Problem to solve. Swap "Trace" for "Draw" everywhere it occurs in the records below, and reproduce them with nothing else altered.

Dataset extract.
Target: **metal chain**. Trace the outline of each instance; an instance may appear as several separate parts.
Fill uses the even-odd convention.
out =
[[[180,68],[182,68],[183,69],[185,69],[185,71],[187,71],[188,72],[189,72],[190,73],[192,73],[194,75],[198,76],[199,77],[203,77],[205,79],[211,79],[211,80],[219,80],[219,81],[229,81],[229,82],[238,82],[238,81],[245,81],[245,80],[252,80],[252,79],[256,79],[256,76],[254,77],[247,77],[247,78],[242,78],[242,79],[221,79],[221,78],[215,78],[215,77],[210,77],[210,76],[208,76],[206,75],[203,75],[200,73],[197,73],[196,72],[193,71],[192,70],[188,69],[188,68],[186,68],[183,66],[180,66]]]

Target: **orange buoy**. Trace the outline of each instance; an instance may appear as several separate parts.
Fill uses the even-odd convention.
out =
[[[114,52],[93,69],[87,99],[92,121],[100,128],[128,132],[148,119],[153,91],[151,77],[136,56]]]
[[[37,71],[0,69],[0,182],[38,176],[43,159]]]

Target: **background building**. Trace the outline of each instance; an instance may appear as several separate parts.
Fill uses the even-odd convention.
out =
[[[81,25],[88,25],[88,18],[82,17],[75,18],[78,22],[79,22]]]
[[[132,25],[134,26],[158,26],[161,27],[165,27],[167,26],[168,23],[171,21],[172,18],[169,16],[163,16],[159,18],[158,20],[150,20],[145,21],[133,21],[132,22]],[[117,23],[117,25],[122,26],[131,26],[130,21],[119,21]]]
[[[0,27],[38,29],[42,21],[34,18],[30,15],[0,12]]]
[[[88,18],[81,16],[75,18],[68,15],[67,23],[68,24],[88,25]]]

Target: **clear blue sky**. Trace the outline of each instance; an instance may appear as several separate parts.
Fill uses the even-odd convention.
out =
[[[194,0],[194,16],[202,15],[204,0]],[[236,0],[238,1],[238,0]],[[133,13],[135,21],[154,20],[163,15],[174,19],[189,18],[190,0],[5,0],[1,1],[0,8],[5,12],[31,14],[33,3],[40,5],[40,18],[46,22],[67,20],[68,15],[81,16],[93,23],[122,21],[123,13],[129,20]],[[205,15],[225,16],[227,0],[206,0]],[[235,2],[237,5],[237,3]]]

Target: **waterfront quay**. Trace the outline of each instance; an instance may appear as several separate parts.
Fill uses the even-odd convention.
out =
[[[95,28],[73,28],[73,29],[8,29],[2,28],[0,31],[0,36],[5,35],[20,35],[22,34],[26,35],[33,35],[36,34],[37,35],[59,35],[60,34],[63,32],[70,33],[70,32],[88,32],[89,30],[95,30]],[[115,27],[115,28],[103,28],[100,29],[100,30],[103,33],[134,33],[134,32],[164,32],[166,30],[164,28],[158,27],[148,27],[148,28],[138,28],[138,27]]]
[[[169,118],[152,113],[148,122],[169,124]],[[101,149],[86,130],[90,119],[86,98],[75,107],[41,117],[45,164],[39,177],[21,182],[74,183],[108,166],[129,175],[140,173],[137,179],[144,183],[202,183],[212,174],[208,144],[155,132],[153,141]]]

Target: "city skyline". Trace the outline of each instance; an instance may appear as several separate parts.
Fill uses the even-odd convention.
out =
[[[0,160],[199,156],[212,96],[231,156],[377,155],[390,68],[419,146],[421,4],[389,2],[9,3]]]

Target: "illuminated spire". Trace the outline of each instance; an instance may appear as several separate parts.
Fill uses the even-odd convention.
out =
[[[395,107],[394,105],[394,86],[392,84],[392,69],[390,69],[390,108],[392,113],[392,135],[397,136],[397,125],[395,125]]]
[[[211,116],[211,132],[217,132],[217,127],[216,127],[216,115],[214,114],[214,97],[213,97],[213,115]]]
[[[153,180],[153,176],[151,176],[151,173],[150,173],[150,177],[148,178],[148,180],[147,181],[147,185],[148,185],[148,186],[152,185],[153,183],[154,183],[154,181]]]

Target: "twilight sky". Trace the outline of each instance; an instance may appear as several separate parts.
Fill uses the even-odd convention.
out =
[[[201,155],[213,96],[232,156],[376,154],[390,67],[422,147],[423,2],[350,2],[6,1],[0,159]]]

Task result.
Target: **metal chain**. Draw the outline of each instance; an instance may appear as several separate parts.
Fill uses the even-odd convention.
out =
[[[180,68],[182,68],[183,69],[185,69],[185,71],[187,71],[188,72],[189,72],[190,73],[192,73],[194,75],[198,76],[199,77],[203,77],[205,79],[211,79],[211,80],[219,80],[219,81],[229,81],[229,82],[238,82],[238,81],[245,81],[245,80],[252,80],[252,79],[256,79],[256,76],[254,77],[247,77],[247,78],[242,78],[242,79],[221,79],[221,78],[215,78],[215,77],[210,77],[210,76],[208,76],[206,75],[203,75],[200,73],[197,73],[196,72],[193,71],[192,70],[188,69],[188,68],[186,68],[183,66],[180,66]]]

Target: **orange buoy**. Draw the outline of each instance; an instance may appear as several separate parts.
Fill uses the even-odd convention.
out =
[[[114,52],[93,69],[87,99],[92,121],[100,128],[128,132],[148,119],[153,91],[151,77],[136,56]]]
[[[37,71],[0,69],[0,182],[38,176],[43,159]]]

Target: **background building**. Draw the outline of each instance; an instance may appear as several separate parts.
Fill uses the even-odd convention.
out =
[[[81,25],[88,25],[88,18],[82,17],[75,18],[78,22],[79,22]]]
[[[132,25],[134,26],[158,26],[161,27],[165,27],[167,26],[168,23],[171,21],[172,18],[169,16],[163,16],[159,18],[158,20],[150,20],[145,21],[133,21],[132,22]],[[117,23],[117,25],[122,26],[131,26],[130,21],[119,21]]]
[[[0,27],[38,29],[42,21],[34,18],[30,15],[0,12]]]
[[[88,18],[81,16],[75,18],[68,15],[67,23],[68,24],[88,25]]]

Target: **clear blue sky**. Draw the outline of each instance; an instance may appear as several separate parts.
Fill uses the even-odd convention.
out =
[[[194,0],[194,16],[202,15],[204,0]],[[236,0],[238,1],[238,0]],[[133,13],[135,21],[154,20],[163,15],[174,19],[189,18],[190,0],[5,0],[1,1],[0,8],[5,12],[31,14],[33,3],[40,5],[40,18],[46,22],[67,20],[68,15],[81,16],[93,23],[122,21],[123,13],[129,20]],[[205,15],[225,16],[227,0],[206,0]],[[235,2],[237,5],[237,3]]]

Target: **waterfront quay**. Draw the outline of each instance; an instance may appear as several separate parts.
Fill uses the even-odd convention.
out =
[[[95,28],[73,28],[73,29],[8,29],[2,28],[0,31],[0,36],[5,35],[20,35],[22,34],[26,35],[33,35],[36,34],[37,35],[59,35],[60,34],[63,32],[70,33],[70,32],[88,32],[89,30],[95,30]],[[115,27],[115,28],[103,28],[100,29],[100,30],[103,33],[134,33],[134,32],[164,32],[166,30],[164,28],[158,27],[148,27],[148,28],[138,28],[138,27]]]
[[[169,118],[152,113],[148,122],[169,124]],[[101,149],[86,130],[90,119],[86,98],[75,107],[41,117],[45,164],[39,177],[21,182],[74,183],[108,166],[129,175],[140,173],[137,179],[144,183],[202,183],[212,174],[208,144],[155,132],[153,141]]]

Target: "city skyline". Draw the outline of each instance; an instance may appear as several separate parts.
Fill uses the even-odd convention.
out =
[[[0,160],[199,156],[212,96],[231,156],[377,155],[390,68],[419,146],[421,4],[389,2],[9,3]]]

Target: "illuminated spire". Draw the outline of each instance; an instance may appear as several separate parts.
Fill uses the even-odd convention.
out =
[[[395,107],[394,105],[394,86],[392,84],[392,69],[390,69],[390,108],[392,113],[392,135],[397,136],[397,125],[395,125]]]
[[[211,116],[211,132],[217,132],[217,127],[216,127],[216,115],[214,114],[214,97],[213,97],[213,115]]]
[[[153,180],[153,176],[151,176],[151,173],[150,173],[150,177],[148,178],[148,180],[147,181],[147,185],[148,185],[148,186],[152,185],[153,183],[154,183],[154,181]]]

Target: "twilight sky". Draw the outline of each instance; an instance may appear as several separate parts.
Fill uses the even-odd convention.
out =
[[[201,155],[213,96],[232,156],[376,154],[390,67],[422,147],[423,2],[350,2],[6,1],[0,159]]]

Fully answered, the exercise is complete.